Dataset rows on where objects appear:
---

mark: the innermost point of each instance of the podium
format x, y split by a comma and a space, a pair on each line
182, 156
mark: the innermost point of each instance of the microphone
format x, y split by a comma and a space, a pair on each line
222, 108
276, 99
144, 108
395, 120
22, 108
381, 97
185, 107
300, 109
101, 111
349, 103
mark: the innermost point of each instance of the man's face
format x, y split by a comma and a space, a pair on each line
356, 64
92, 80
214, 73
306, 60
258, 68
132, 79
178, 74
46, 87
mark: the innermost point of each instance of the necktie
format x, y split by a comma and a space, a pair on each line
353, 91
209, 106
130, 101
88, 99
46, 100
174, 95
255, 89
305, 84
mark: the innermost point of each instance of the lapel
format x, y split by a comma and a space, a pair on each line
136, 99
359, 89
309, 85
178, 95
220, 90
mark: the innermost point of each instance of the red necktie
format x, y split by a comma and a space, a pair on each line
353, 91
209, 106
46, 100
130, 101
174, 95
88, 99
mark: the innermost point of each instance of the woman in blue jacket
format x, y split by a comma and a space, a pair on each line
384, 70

---

» Exercise requirements:
Repeat all of the lines above without changing anything.

» Task answer:
mark: the innermost point of each instance of the podium
format x, y split by a comma and a space, a pair on each line
182, 156
mark: the innermost point of each instance of the microphone
format x, y split by a comma and a space, a pair on each line
222, 108
276, 99
144, 108
395, 120
22, 108
381, 97
185, 107
300, 109
101, 111
349, 103
mark: the innermost point of each instance of the man's face
format x, y split by a comma and a space, a pair on each line
356, 64
92, 80
214, 73
306, 60
258, 68
132, 79
178, 74
46, 87
mark: the innermost point of each instance of the necktie
format x, y split by a comma and a space, a pair on each line
353, 91
209, 106
130, 101
88, 99
46, 100
174, 95
255, 89
305, 84
mark: the innermost point of each instance of the lapel
format x, y split by a comma and a space, a pair on each line
136, 99
359, 89
309, 85
178, 95
220, 90
mark: the innermost point of each instance of the red necktie
format x, y split by a comma and a space, a pair on each line
353, 91
209, 106
46, 100
130, 101
174, 95
88, 99
mark: the innermost point of each instance of the woman in blue jacket
format x, y split by a comma and a space, a pair on each line
384, 70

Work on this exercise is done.